▶ Work instructions: Could you please retype all of the data below exactly?

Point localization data
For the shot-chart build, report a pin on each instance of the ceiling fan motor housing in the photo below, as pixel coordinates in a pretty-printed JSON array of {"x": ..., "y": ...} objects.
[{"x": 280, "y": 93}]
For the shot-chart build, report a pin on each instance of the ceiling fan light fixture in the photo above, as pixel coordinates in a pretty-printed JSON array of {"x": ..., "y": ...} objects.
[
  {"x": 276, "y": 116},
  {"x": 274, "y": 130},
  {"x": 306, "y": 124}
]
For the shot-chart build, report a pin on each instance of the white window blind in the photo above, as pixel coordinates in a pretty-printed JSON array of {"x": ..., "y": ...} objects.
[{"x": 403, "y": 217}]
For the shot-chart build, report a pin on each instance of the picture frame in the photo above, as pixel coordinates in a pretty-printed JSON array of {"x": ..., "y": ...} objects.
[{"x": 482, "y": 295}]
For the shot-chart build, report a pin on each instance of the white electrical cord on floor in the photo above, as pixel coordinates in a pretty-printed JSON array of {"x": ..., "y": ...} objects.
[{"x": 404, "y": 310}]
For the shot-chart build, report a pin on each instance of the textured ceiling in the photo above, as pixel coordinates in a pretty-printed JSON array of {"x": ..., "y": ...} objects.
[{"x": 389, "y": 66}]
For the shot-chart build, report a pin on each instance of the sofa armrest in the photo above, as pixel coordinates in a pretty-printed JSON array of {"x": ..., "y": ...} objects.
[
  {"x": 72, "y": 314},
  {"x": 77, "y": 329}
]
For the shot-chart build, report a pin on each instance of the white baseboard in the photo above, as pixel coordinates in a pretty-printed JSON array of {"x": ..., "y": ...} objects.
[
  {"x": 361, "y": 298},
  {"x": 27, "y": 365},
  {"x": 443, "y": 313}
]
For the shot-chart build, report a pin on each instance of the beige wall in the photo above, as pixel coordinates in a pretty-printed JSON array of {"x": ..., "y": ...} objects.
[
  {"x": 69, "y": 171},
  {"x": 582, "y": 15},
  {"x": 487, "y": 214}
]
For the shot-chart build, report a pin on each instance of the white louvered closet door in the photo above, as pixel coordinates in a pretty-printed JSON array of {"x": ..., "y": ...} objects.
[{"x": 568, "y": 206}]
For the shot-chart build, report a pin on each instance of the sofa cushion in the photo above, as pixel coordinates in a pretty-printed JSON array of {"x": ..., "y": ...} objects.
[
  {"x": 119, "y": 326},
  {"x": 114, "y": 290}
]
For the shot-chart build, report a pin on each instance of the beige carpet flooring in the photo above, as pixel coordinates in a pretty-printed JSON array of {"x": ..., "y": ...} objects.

▶ The answer:
For the shot-chart build, report a pin on each instance of the ceiling fan motor housing in the photo below, as pixel coordinates in a pretty-printed JSON array of {"x": ..., "y": ...} objects.
[{"x": 280, "y": 93}]
For the shot-chart build, report a pin on each instance of the ceiling fan light fixture in the photo above, as pixel coordinates in a pretty-printed JSON array of {"x": ..., "y": ...} objects.
[
  {"x": 276, "y": 116},
  {"x": 274, "y": 130},
  {"x": 306, "y": 124}
]
For the shot-chart build, report a pin on each instance of the white window blind in the photo above, as pixel coordinates in a pretty-printed JSON array of {"x": ..., "y": ...} objects.
[{"x": 403, "y": 217}]
For the shot-chart build, report a pin on each instance of the picture frame in the photo above, as pixel coordinates in a pretty-printed JSON array of {"x": ..., "y": ...} objects.
[{"x": 482, "y": 295}]
For the shot-chart build, report a pin on each instance of the white electrical cord on floor in the photo above, as pixel coordinates in a pretty-printed JSON array of {"x": ..., "y": ...} objects.
[{"x": 404, "y": 310}]
For the shot-chart build, report a pin on each instance of the textured ceiling in the photo above, as pixel coordinates in a pretty-printed JSON array of {"x": ..., "y": ...} objects.
[{"x": 389, "y": 66}]
For the shot-chart build, report a pin on each instance of the sofa armrest in the photo above, as pixel coordinates in a pretty-printed JSON array of {"x": ..., "y": ...} objects.
[
  {"x": 72, "y": 314},
  {"x": 77, "y": 329}
]
For the shot-chart build, report a pin on each instance of the white baseboard in the photo above, as pixel coordinates in a pretty-printed JSON array of {"x": ..., "y": ...} objects.
[
  {"x": 361, "y": 298},
  {"x": 27, "y": 365},
  {"x": 443, "y": 313}
]
For the shot-chart build, report a pin on each instance of the beige wall in the photo above, as pixel coordinates in a pretty-printed JSON array of {"x": ..., "y": ...} objects.
[
  {"x": 69, "y": 171},
  {"x": 582, "y": 15},
  {"x": 487, "y": 214}
]
For the shot-chart build, report a pin on each instance of the white louvered closet door in the photo above, as pixel coordinates in a pretty-printed JSON array of {"x": ..., "y": ...} objects.
[{"x": 568, "y": 206}]
For the shot-chart build, report a pin on each instance of the sofa cushion in the photo above, as pixel coordinates in a pretty-printed JSON array of {"x": ..., "y": ...} objects.
[
  {"x": 119, "y": 326},
  {"x": 114, "y": 290}
]
For the shot-chart build, report a pin on each instance of the beige carpet flooring in the photo above, as pixel coordinates in a pretty-printed JSON array of {"x": ..., "y": ...} objects.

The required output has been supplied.